**Tâches à faire**
(a) Recopiez le passage du texte sur le festival allant de « Outre les interrogations » jusqu'à « franco-arabe de Noisy-le-Sec. ».
(b) D'après le texte sur le festival, quel pays est partenaire de l'événement ?

**Texte fourni**
==================================================

Accéder au contenu principal
Cinéma

Festival du film franco-arabe de Noisy-le-Sec: les femmes à l'honneur

Outre les interrogations sur l’identité ou l’intégration, l’autre angle fort du Festival du film franco-arabe qui se tient jusqu’au 17 novembre à Noisy-le-Sec, en banlieue parisienne, est sans conteste la place des femmes issues du monde arabo-musulman, en France comme en Tunisie, au Maroc, en Algérie, en Jordanie, pays partenaire, au Liban ou en Iran... Une dizaine de films les montrent confrontées à la violence – sociale, sociétale. Mais on les voit aussi se battre, souvent, à chaque instant, que ce soit pour chanter, aimer ou pour vivre tout simplement.

«Fatima», de Philippe Faucon, un film touchant à l'image du Festival du film franco-arabe de Noisy-le-Sec.

==================================================

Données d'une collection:
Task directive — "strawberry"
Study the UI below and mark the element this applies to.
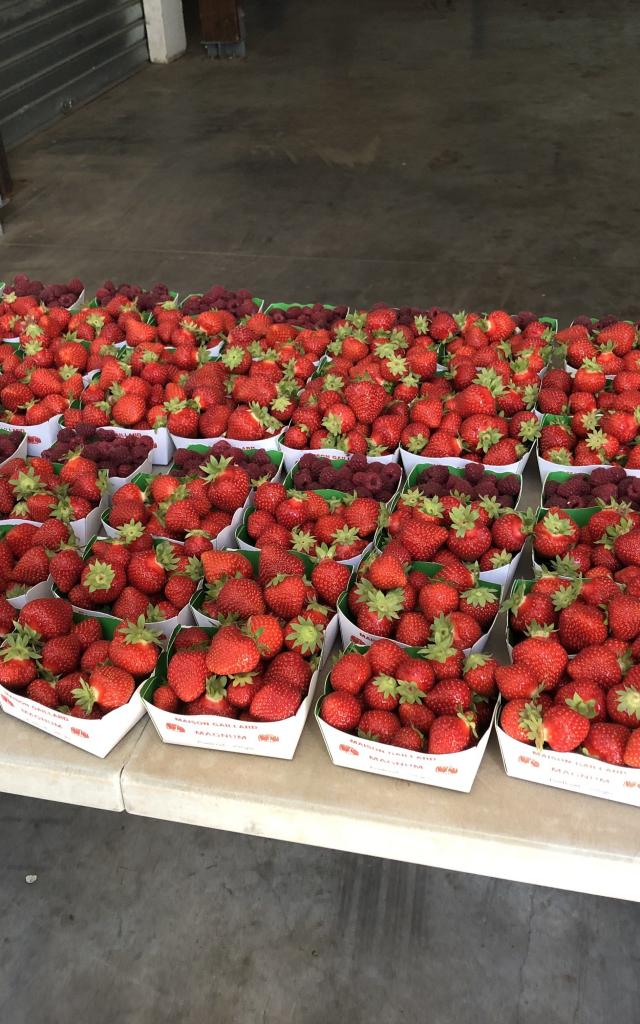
[25,679,59,708]
[624,729,640,768]
[249,682,302,722]
[10,547,49,587]
[74,665,135,714]
[40,633,82,676]
[17,597,74,640]
[554,682,606,722]
[391,725,424,751]
[48,548,84,594]
[606,683,640,729]
[530,703,591,752]
[264,650,312,693]
[109,616,161,678]
[558,601,607,652]
[152,684,179,714]
[500,697,542,743]
[357,711,400,743]
[167,650,208,703]
[424,679,472,716]
[264,573,306,618]
[513,636,568,689]
[344,381,388,424]
[582,721,633,765]
[427,713,475,754]
[206,626,260,676]
[319,691,362,732]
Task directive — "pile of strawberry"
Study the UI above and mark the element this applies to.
[49,536,202,623]
[400,365,539,466]
[0,343,86,427]
[0,454,108,523]
[159,356,299,442]
[496,581,640,768]
[200,545,351,638]
[246,482,387,561]
[0,598,159,719]
[538,360,640,469]
[346,545,500,647]
[152,614,316,722]
[319,640,498,754]
[104,457,251,554]
[378,488,534,572]
[171,440,279,487]
[0,519,76,598]
[532,503,640,582]
[556,316,640,376]
[0,430,25,463]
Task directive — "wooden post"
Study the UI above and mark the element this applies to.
[199,0,241,43]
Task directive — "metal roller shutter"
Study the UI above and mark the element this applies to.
[0,0,148,147]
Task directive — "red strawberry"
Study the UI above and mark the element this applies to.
[582,722,633,765]
[606,682,640,729]
[249,682,302,722]
[625,729,640,768]
[357,711,400,743]
[74,665,135,714]
[427,713,475,754]
[167,650,208,703]
[17,597,74,640]
[319,691,362,732]
[207,626,260,675]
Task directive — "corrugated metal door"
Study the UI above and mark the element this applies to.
[0,0,148,147]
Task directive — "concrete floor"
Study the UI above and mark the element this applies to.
[0,0,640,1024]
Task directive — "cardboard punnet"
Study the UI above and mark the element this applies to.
[51,536,194,637]
[99,473,252,550]
[537,414,640,481]
[0,427,29,469]
[167,434,280,452]
[496,719,640,807]
[541,466,638,512]
[167,438,283,483]
[279,441,400,472]
[0,613,146,758]
[374,460,523,593]
[0,519,52,608]
[338,562,502,654]
[314,644,496,793]
[283,452,404,508]
[142,615,337,761]
[0,414,60,458]
[189,551,350,667]
[233,488,374,568]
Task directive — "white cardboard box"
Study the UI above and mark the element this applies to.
[496,722,640,807]
[315,700,496,793]
[142,615,337,761]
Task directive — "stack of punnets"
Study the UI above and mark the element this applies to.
[0,275,640,804]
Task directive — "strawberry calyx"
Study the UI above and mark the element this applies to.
[117,615,162,646]
[285,615,325,655]
[84,559,116,594]
[117,519,144,545]
[371,675,397,697]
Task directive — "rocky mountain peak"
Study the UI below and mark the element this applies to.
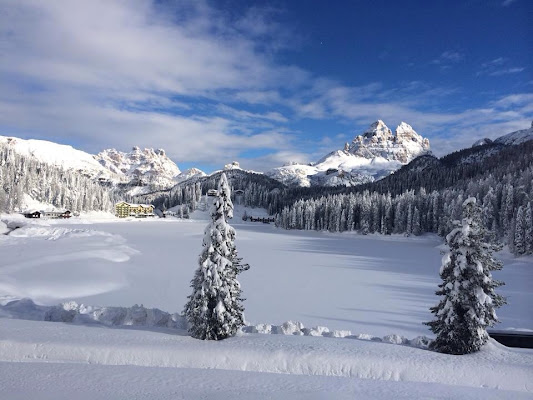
[95,146,181,183]
[349,120,429,164]
[356,119,392,141]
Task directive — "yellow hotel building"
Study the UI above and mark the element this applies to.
[115,201,155,218]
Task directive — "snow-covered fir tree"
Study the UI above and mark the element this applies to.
[426,197,505,354]
[514,206,526,255]
[524,203,533,254]
[184,174,244,340]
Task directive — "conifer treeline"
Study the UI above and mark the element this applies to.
[276,166,533,254]
[0,144,118,212]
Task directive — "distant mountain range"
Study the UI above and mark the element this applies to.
[0,120,533,212]
[266,120,430,187]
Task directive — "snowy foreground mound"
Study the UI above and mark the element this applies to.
[0,300,533,399]
[0,299,430,349]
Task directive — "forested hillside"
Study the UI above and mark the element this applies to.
[0,143,119,212]
[276,141,533,254]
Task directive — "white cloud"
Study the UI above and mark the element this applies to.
[431,50,464,64]
[476,57,525,76]
[0,0,533,170]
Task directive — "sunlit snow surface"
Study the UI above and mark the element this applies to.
[0,210,533,399]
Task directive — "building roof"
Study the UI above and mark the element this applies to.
[115,201,154,208]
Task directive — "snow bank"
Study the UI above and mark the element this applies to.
[0,319,533,398]
[242,321,432,349]
[0,299,186,329]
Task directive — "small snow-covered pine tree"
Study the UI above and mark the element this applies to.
[426,197,505,354]
[184,174,244,340]
[524,203,533,254]
[514,206,526,255]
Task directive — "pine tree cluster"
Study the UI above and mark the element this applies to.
[427,197,505,354]
[184,174,248,340]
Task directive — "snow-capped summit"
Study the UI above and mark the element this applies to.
[267,120,429,186]
[224,161,242,171]
[174,168,206,183]
[95,146,181,186]
[349,120,429,164]
[0,136,117,179]
[472,138,492,147]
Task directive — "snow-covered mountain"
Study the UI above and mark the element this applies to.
[95,146,181,187]
[266,120,429,186]
[472,138,492,147]
[494,121,533,146]
[0,136,205,195]
[0,136,116,180]
[174,168,206,183]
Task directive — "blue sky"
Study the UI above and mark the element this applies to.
[0,0,533,171]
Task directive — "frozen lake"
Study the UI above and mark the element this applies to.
[0,212,533,337]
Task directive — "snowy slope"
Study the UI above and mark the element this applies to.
[266,120,429,186]
[95,146,181,187]
[494,122,533,146]
[0,319,533,399]
[0,217,533,338]
[0,136,118,179]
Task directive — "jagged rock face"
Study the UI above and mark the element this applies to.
[95,146,180,184]
[472,138,492,147]
[174,168,205,183]
[266,120,429,186]
[349,120,429,164]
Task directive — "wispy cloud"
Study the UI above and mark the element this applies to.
[476,57,525,76]
[431,50,464,65]
[0,0,533,170]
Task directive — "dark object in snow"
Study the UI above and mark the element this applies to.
[488,331,533,349]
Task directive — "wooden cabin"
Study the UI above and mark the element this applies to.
[22,211,41,218]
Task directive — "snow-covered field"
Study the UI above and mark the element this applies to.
[0,210,533,399]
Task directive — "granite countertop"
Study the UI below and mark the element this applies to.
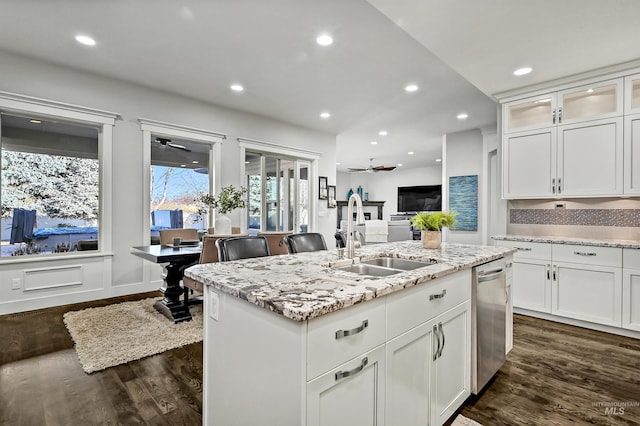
[491,235,640,249]
[185,241,515,321]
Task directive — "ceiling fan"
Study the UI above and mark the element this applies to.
[156,138,191,152]
[348,158,395,173]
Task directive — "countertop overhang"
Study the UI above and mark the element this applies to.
[185,241,515,321]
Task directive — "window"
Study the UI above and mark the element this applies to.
[150,134,210,237]
[238,139,319,234]
[0,113,100,257]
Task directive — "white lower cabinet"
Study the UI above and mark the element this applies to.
[551,262,622,327]
[513,259,551,313]
[622,249,640,331]
[498,241,624,327]
[307,345,385,426]
[386,301,471,425]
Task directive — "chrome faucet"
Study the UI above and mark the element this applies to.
[347,193,364,259]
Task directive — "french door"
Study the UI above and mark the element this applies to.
[245,151,311,234]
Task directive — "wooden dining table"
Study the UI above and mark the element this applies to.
[131,244,202,323]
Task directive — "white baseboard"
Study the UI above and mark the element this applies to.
[513,307,640,339]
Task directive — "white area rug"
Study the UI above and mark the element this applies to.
[64,298,202,373]
[451,414,482,426]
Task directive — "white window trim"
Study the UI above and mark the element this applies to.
[237,138,322,232]
[0,92,120,264]
[138,118,227,246]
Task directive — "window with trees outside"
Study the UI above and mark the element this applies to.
[245,150,311,234]
[150,135,211,242]
[0,113,100,257]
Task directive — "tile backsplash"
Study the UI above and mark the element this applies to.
[507,198,640,240]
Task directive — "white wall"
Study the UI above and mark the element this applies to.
[0,52,336,314]
[443,129,484,244]
[336,166,442,220]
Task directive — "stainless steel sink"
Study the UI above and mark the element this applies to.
[360,257,435,271]
[336,257,435,277]
[336,263,402,277]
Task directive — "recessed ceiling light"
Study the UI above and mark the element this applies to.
[76,35,96,46]
[316,34,333,46]
[513,67,533,76]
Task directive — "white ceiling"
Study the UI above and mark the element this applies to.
[0,0,640,170]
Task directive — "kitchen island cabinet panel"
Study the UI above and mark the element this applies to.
[307,345,385,426]
[551,262,622,327]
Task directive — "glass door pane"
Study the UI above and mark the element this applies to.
[296,161,311,232]
[262,157,281,231]
[244,152,262,235]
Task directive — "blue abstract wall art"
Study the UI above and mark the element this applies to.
[449,175,478,231]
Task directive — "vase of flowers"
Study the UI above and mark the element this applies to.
[410,212,458,249]
[198,185,247,234]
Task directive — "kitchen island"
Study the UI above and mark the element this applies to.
[185,241,514,425]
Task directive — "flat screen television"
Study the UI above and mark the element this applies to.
[398,185,442,213]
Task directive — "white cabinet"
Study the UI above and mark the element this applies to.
[386,271,471,425]
[307,345,385,426]
[624,112,640,195]
[497,241,551,313]
[624,74,640,114]
[503,78,623,198]
[386,301,471,425]
[622,248,640,331]
[504,256,513,355]
[497,241,624,327]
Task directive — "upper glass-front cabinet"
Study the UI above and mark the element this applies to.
[503,76,624,133]
[624,74,640,114]
[503,93,556,132]
[557,78,623,124]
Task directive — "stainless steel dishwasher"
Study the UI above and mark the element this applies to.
[471,255,508,395]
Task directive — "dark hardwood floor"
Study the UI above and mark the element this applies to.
[459,315,640,426]
[0,293,640,426]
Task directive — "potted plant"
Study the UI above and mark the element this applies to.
[198,185,247,234]
[410,212,458,249]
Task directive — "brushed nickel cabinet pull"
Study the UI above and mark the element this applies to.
[429,289,447,300]
[573,251,598,256]
[336,357,369,381]
[433,325,440,361]
[336,320,369,340]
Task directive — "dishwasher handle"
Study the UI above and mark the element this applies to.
[478,268,505,283]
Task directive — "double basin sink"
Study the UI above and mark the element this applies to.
[336,257,436,277]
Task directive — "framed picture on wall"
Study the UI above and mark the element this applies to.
[318,176,328,200]
[327,185,337,209]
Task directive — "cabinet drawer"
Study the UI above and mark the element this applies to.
[307,297,386,380]
[553,244,622,268]
[496,240,551,261]
[387,269,471,339]
[622,249,640,269]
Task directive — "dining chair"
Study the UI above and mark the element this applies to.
[285,232,327,254]
[216,236,271,262]
[258,231,292,256]
[160,228,198,246]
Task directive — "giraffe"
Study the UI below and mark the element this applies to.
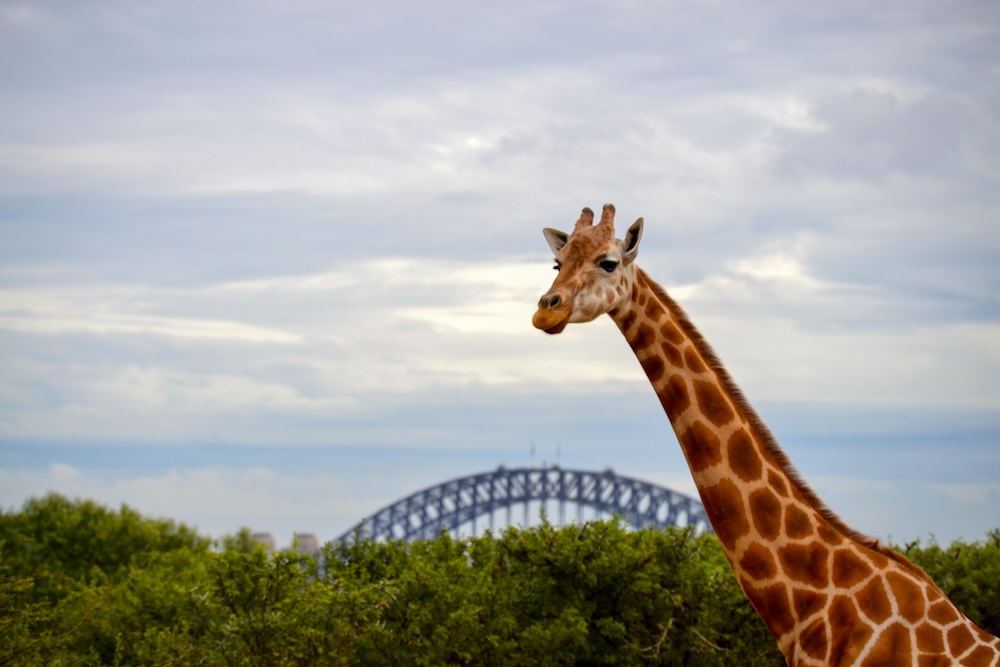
[532,204,1000,667]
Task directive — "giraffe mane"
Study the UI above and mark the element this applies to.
[636,267,936,587]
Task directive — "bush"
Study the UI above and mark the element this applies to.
[0,495,1000,667]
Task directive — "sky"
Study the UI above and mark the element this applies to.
[0,0,1000,544]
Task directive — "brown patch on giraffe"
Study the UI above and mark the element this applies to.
[917,655,955,667]
[677,421,722,473]
[660,322,684,345]
[855,577,893,624]
[684,347,707,373]
[628,322,656,352]
[885,571,926,623]
[778,543,830,588]
[724,430,764,482]
[740,578,795,637]
[831,549,872,588]
[947,625,976,655]
[639,357,666,384]
[785,505,813,540]
[861,623,913,667]
[740,543,778,581]
[704,480,750,552]
[694,380,736,426]
[927,598,959,625]
[657,375,692,428]
[816,521,844,547]
[660,341,684,368]
[646,299,667,322]
[799,616,827,660]
[792,588,826,621]
[962,645,996,667]
[750,488,781,541]
[621,310,639,334]
[767,470,788,498]
[827,595,873,665]
[916,622,944,653]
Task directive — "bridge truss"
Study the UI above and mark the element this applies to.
[337,466,711,542]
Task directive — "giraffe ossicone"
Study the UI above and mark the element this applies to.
[532,204,1000,667]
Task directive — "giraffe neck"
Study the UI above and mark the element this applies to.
[609,268,1000,665]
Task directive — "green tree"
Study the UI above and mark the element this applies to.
[900,528,1000,636]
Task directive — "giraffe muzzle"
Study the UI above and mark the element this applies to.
[531,292,573,334]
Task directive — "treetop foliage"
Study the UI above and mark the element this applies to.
[0,494,1000,667]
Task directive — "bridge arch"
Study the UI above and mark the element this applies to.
[337,466,712,542]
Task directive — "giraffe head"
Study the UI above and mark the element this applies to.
[531,204,642,334]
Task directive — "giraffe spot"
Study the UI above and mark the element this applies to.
[628,322,656,352]
[684,347,706,373]
[724,430,763,482]
[799,616,827,660]
[885,571,925,623]
[660,341,684,368]
[740,578,795,637]
[816,521,844,547]
[646,299,666,322]
[621,310,639,333]
[916,622,944,653]
[962,645,996,667]
[740,543,778,581]
[792,588,826,621]
[861,623,913,667]
[917,654,955,667]
[767,470,788,498]
[657,375,691,424]
[927,598,958,625]
[778,542,830,588]
[785,505,812,540]
[947,625,976,655]
[660,322,684,345]
[639,357,666,384]
[827,595,876,665]
[704,480,750,552]
[832,549,872,588]
[694,380,736,426]
[750,488,781,541]
[678,421,722,473]
[855,577,893,623]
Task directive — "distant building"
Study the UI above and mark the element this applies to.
[292,533,319,554]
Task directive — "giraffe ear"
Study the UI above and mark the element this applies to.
[622,218,642,264]
[542,227,569,255]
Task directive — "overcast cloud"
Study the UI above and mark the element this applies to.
[0,0,1000,543]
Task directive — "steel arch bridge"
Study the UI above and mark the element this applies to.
[337,466,712,542]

==================================================

**Réponses par tâche**
(a)
Outre les interrogations sur l’identité ou l’intégration, l’autre angle fort du Festival du film franco-arabe qui se tient jusqu’au 17 novembre à Noisy-le-Sec, en banlieue parisienne, est sans conteste la place des femmes issues du monde arabo-musulman, en France comme en Tunisie, au Maroc, en Algérie, en Jordanie, pays partenaire, au Liban ou en Iran... Une dizaine de films les montrent confrontées à la violence – sociale, sociétale. Mais on les voit aussi se battre, souvent, à chaque instant, que ce soit pour chanter, aimer ou pour vivre tout simplement.

«Fatima», de Philippe Faucon, un film touchant à l'image du Festival du film franco-arabe de Noisy-le-Sec.

(b) La Jordanie.